*Prompt:* Copy out everything from the line containing "the fireplace glass" down to the end of the records, and add 65 to every number in the coordinates.

*Data supplied:*

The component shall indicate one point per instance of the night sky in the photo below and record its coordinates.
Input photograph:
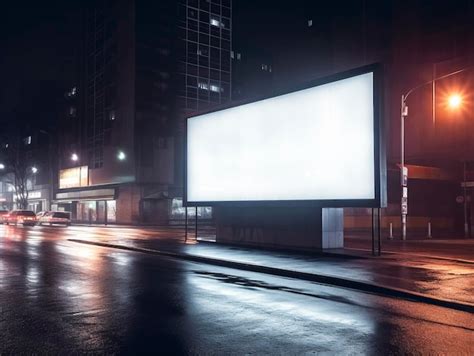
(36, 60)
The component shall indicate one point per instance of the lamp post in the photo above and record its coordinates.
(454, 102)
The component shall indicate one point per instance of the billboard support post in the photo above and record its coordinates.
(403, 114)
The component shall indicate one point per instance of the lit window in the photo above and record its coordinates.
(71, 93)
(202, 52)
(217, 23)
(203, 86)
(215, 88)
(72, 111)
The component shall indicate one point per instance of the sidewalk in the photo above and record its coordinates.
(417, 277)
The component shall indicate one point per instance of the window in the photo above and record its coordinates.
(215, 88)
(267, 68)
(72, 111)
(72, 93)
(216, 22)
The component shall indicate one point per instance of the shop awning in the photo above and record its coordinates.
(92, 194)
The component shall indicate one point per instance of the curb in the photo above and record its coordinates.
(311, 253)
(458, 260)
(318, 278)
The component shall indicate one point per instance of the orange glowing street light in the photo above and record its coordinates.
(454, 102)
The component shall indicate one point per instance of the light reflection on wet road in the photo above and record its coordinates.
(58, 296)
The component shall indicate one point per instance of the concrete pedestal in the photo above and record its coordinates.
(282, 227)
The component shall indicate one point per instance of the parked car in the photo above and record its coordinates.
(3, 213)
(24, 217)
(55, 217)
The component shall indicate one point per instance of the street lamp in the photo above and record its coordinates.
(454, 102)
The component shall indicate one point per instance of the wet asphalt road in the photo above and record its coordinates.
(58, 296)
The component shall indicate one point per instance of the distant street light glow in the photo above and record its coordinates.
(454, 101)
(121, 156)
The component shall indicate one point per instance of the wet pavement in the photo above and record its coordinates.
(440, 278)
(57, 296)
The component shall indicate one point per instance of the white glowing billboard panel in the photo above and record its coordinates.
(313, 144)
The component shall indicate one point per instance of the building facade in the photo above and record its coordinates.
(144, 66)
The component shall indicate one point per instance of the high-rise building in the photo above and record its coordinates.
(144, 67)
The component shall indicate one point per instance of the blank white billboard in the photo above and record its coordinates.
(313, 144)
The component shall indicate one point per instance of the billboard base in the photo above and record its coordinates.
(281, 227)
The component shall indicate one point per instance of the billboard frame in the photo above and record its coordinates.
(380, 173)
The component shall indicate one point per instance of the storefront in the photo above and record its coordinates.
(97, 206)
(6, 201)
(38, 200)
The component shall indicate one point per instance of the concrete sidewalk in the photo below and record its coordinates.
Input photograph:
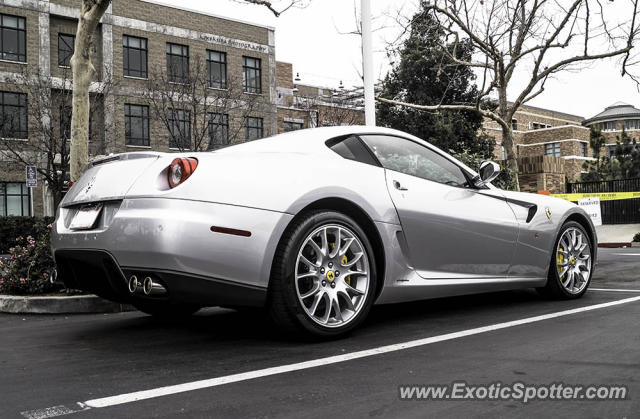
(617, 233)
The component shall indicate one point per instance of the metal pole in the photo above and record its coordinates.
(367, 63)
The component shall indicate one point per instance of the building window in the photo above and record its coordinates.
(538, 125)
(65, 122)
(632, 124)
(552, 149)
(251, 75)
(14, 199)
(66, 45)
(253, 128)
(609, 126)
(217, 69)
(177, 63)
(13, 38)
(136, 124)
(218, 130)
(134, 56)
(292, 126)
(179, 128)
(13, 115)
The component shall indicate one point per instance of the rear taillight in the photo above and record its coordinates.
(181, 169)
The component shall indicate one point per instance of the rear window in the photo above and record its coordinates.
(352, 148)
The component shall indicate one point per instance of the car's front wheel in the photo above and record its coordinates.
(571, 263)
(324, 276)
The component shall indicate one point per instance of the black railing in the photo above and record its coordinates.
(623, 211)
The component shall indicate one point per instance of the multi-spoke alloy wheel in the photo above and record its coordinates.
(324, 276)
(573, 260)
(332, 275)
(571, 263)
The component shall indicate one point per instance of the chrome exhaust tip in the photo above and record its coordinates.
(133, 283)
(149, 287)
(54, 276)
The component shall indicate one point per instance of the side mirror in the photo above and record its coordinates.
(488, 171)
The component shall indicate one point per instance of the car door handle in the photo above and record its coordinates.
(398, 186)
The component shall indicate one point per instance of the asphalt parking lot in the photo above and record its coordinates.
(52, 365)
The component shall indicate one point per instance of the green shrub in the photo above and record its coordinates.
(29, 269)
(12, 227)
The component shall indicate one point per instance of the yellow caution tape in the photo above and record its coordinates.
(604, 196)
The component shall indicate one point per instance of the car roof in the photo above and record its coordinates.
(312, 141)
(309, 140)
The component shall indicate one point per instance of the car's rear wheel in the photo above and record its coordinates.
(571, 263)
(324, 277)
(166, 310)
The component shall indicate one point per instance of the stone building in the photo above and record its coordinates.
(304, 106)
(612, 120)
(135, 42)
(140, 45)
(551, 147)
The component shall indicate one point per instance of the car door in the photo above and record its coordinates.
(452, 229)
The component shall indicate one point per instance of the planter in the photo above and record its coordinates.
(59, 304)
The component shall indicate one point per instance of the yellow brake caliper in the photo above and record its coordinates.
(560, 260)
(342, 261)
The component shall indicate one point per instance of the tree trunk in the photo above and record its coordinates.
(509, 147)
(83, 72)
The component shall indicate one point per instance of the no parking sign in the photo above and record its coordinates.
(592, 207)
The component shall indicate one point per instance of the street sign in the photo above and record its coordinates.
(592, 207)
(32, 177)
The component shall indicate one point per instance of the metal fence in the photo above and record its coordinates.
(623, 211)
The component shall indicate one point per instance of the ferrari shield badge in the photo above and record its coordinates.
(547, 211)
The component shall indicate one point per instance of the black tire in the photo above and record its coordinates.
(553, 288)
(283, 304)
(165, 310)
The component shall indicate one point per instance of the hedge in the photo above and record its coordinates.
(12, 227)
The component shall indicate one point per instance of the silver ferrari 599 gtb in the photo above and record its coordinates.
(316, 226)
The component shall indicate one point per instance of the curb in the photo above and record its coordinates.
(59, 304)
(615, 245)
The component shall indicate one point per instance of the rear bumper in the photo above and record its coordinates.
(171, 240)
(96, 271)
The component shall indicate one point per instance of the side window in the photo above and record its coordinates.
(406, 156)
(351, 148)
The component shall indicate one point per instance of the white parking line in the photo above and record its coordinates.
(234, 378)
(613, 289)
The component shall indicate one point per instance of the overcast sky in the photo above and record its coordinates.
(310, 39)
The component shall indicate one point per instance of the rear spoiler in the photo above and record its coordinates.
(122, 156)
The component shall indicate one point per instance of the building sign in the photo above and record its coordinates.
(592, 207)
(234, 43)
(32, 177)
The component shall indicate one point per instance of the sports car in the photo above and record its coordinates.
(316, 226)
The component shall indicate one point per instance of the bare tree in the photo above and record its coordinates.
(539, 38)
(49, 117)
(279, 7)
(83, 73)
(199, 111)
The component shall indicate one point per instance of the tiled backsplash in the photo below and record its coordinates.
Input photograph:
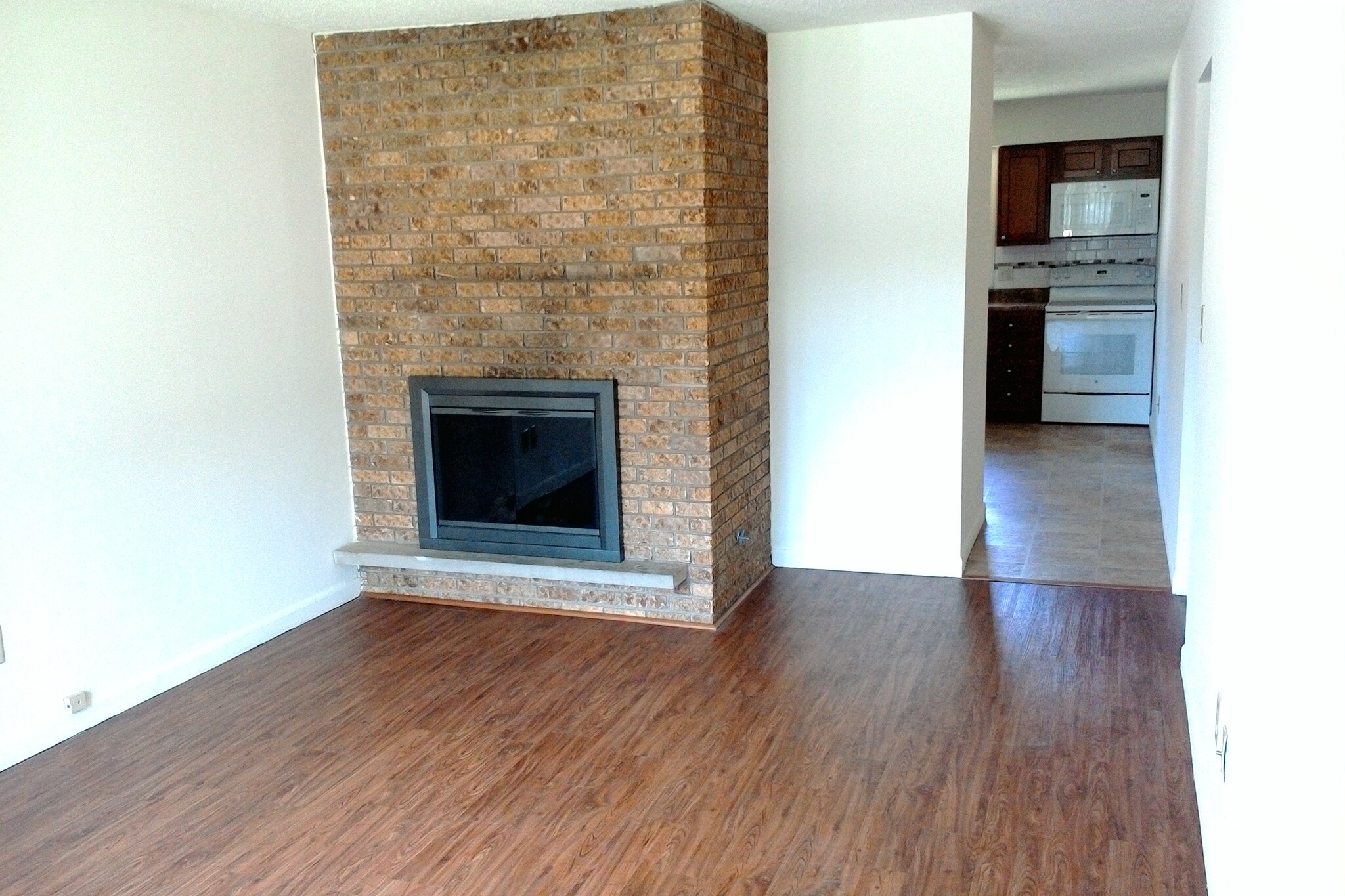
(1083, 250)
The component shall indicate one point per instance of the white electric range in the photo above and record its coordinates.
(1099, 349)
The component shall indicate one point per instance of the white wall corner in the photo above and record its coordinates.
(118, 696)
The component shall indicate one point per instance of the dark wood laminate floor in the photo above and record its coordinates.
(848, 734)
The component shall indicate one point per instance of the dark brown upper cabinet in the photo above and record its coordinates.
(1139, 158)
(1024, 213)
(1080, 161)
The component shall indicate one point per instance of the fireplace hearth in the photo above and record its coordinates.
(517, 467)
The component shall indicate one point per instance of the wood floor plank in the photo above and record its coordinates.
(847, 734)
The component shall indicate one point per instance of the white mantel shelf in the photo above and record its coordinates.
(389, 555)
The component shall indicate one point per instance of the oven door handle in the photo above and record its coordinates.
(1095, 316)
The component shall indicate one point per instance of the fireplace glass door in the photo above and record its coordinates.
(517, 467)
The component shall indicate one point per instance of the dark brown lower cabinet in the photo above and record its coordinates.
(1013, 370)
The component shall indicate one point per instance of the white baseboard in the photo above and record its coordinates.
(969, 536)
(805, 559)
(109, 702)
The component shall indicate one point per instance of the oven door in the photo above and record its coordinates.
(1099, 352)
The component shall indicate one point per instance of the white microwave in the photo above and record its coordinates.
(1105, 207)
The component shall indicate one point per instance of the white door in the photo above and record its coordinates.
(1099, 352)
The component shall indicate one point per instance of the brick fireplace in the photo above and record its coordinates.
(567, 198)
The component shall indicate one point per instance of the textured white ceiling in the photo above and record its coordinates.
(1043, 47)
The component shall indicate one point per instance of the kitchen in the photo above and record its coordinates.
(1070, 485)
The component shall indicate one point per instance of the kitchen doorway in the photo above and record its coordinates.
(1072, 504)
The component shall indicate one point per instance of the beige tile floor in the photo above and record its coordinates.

*Output below:*
The component shall indicate one point per instance of the fireplace glass door in the photo above and record its coordinates.
(582, 532)
The component shall indicate one point per instance of the dark brown lower cabinet in the photo above and record its coordinates.
(1078, 435)
The component shall indicate one point per instance of the white baseboard in the photo above and record its coordinates.
(1034, 601)
(870, 624)
(174, 767)
The component shall indicate one point per instance of the oven door in the photo above and record its coordinates.
(1164, 417)
The component shall indicate one point per instance of the white microwave in the photo above and record its coordinates.
(1170, 272)
The component shall indicate one point per instance of the white door in the photo above and record its coordinates.
(1164, 417)
The component shall indicate one point per instance of the brick fireplace in the photo above and record its coordinates.
(632, 263)
The component shall indicate one point per instance of the textured white ceiling in the photo above and record its coordinates.
(1108, 112)
The component shall indicate one point per instance of the kitchen in the photo above and record its coordinates.
(1135, 550)
The component shall indicate one point per instance of the kitchen doorway in the photo above and record its coordinates.
(1137, 569)
The component shall indicate one point per instance of the beige tile floor in the photo above and record its coordinates.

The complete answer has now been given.